---------- Study material ----------
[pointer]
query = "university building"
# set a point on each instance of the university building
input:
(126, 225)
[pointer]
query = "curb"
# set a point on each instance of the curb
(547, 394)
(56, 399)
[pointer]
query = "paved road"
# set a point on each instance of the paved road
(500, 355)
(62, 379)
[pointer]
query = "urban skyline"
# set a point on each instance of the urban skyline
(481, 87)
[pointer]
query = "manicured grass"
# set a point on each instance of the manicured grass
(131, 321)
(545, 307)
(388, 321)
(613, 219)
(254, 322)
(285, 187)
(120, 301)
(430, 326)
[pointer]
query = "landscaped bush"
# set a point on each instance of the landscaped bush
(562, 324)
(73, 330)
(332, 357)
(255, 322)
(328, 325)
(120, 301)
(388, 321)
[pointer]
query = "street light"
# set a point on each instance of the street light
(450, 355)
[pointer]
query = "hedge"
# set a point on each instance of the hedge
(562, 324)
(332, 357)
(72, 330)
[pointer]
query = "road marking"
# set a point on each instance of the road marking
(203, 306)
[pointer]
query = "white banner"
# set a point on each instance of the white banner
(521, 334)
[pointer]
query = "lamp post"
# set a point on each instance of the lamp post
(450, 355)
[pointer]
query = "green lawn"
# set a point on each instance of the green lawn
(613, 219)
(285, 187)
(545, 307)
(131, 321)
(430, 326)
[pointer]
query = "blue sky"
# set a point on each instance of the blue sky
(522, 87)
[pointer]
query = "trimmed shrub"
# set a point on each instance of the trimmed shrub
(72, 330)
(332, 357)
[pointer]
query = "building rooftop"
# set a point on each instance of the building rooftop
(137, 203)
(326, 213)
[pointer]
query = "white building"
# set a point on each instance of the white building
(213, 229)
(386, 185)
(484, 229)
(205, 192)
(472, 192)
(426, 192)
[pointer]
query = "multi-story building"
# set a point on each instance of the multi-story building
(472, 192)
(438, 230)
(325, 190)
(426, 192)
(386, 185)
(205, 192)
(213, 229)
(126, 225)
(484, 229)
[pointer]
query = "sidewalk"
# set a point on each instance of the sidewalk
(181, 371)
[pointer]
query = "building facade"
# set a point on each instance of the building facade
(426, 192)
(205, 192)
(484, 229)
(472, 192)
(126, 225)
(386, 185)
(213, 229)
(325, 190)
----------
→ **Required work**
Write the records again exactly as they stand.

→ **Task response**
[pointer]
query = "university building"
# set a point on each instance of the university building
input:
(126, 225)
[pointer]
query = "curb"
# set a point on each instance of the curb
(547, 394)
(56, 399)
[pointer]
query = "paved road"
# set a point on each instance of the paved road
(500, 355)
(62, 379)
[pointer]
query = "urban skyline"
# set a point on each instance of the urban skyline
(481, 87)
[pointer]
query = "manicured grass"
# set a point on each instance of the manicured grass
(131, 321)
(545, 307)
(388, 321)
(613, 219)
(254, 322)
(285, 187)
(120, 301)
(430, 326)
[pointer]
query = "landscaped bush"
# set a point on each instance of the landscaped bush
(562, 324)
(73, 330)
(332, 357)
(255, 322)
(328, 325)
(120, 301)
(388, 321)
[pointer]
query = "street light"
# set a point on each instance of the street light
(450, 355)
[pointer]
query = "hedge"
# set a point on each instance of the hedge
(562, 324)
(332, 357)
(72, 330)
[pointer]
query = "road marking"
# set a point on each instance of the road marking
(203, 306)
[pointer]
query = "white banner"
# set a point on each instance of the white banner
(521, 334)
[pointer]
query = "lamp post"
# set a point on each instance of the lamp post
(450, 355)
[pointer]
query = "green lawn"
# set a point on each instance of the green lawn
(613, 219)
(285, 187)
(545, 307)
(131, 321)
(430, 326)
[pointer]
query = "blue sky"
# set a point on each instance of the blue sky
(522, 87)
[pointer]
query = "trimmed shrub"
# set a point on each instance of the trimmed shrub
(72, 330)
(332, 357)
[pointer]
query = "building rooftop"
# set a point on each instance of the building rooftop
(137, 203)
(326, 213)
[pointer]
query = "white building"
# set a point on each instance of the white building
(213, 229)
(386, 185)
(484, 229)
(205, 192)
(472, 192)
(426, 192)
[pointer]
query = "multi-story building"
# set a point on each instance of the multi-story building
(472, 192)
(438, 230)
(325, 190)
(426, 192)
(386, 185)
(205, 192)
(213, 229)
(126, 225)
(484, 229)
[pointer]
query = "sidewalk"
# set a point on each instance of the sidewalk
(181, 371)
[pointer]
query = "building facade"
# set a point on each instance of the building facade
(426, 192)
(205, 192)
(484, 229)
(472, 192)
(126, 225)
(386, 185)
(213, 229)
(325, 190)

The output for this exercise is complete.